• [Directions]
Take the data from its first line. Print each line exactly until the line containing "Target: flowering shrub" has been printed too.

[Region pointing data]
# # # #

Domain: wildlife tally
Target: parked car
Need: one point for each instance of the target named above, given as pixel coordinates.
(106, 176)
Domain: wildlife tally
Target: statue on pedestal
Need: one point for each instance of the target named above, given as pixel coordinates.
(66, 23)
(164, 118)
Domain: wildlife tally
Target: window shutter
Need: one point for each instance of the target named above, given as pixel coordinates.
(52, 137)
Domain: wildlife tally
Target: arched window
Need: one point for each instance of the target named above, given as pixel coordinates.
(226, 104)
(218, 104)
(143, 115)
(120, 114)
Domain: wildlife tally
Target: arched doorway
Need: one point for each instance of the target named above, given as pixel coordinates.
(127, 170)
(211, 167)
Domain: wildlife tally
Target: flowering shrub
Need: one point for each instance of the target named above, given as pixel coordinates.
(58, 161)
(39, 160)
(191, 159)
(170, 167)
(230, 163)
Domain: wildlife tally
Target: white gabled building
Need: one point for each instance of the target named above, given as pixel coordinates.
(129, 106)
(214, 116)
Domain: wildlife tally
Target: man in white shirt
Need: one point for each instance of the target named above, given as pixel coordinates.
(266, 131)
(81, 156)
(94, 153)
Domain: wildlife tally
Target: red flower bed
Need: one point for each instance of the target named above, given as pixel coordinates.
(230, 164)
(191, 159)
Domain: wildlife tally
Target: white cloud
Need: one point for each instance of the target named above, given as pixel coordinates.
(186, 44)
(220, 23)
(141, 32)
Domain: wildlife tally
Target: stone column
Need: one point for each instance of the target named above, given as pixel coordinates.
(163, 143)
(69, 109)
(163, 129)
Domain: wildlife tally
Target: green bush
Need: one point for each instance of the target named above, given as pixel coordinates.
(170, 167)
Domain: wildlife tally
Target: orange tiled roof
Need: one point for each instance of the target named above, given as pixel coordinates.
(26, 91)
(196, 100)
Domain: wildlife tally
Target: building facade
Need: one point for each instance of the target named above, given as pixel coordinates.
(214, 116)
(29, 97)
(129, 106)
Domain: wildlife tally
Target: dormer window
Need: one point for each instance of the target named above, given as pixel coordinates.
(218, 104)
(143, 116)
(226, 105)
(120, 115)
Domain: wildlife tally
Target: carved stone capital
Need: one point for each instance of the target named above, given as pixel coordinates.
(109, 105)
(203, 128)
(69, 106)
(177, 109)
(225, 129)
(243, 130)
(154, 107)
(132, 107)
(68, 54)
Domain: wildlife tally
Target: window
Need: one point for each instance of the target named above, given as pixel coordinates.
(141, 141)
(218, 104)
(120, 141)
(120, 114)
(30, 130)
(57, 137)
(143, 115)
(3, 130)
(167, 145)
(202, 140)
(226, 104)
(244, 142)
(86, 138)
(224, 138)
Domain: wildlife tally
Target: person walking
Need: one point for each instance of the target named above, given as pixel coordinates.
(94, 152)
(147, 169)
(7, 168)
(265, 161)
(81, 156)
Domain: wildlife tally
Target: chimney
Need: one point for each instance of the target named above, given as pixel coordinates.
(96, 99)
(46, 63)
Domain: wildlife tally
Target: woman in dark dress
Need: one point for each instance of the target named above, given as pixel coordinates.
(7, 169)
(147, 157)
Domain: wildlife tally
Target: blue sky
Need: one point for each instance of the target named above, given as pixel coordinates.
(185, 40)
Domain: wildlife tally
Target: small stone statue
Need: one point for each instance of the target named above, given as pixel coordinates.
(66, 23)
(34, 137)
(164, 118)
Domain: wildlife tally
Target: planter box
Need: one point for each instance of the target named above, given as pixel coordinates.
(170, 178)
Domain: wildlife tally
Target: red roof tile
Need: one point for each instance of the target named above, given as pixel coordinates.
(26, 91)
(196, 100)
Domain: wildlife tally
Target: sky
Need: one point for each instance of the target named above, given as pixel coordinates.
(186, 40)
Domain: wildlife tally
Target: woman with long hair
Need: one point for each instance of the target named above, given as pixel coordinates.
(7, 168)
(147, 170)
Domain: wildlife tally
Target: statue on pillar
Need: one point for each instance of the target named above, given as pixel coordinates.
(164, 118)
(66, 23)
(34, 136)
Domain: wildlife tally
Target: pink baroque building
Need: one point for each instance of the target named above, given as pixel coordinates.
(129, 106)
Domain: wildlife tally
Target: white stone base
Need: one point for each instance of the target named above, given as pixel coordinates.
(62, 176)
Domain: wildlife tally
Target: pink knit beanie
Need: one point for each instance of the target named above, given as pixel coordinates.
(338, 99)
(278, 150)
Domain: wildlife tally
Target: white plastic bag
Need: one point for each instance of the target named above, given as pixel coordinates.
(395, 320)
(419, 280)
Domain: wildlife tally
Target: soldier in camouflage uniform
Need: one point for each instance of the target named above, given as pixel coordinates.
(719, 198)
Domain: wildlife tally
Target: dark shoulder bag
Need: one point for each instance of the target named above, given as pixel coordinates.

# # # #

• [Final answer]
Domain: wildlife tally
Target: parked car
Need: one point for each instance of the target named above, given as pixel coordinates.
(106, 176)
Domain: wildlife tally
Target: statue on pedestal
Need: one point for each instance of the target named above, given as pixel coordinates.
(66, 23)
(164, 118)
Domain: wildlife tally
Target: window shutter
Need: one point for each instance of the target named above, given as pixel coordinates.
(52, 137)
Domain: wildlife tally
Target: arched window
Need: one point for each instance of the target named above, given as pixel coordinates.
(226, 104)
(218, 104)
(143, 115)
(120, 114)
Domain: wildlife tally
Target: arched doorway
Need: one point for each instance of the target named above, given as pixel coordinates.
(127, 170)
(211, 167)
Domain: wildlife tally
Target: flowering shrub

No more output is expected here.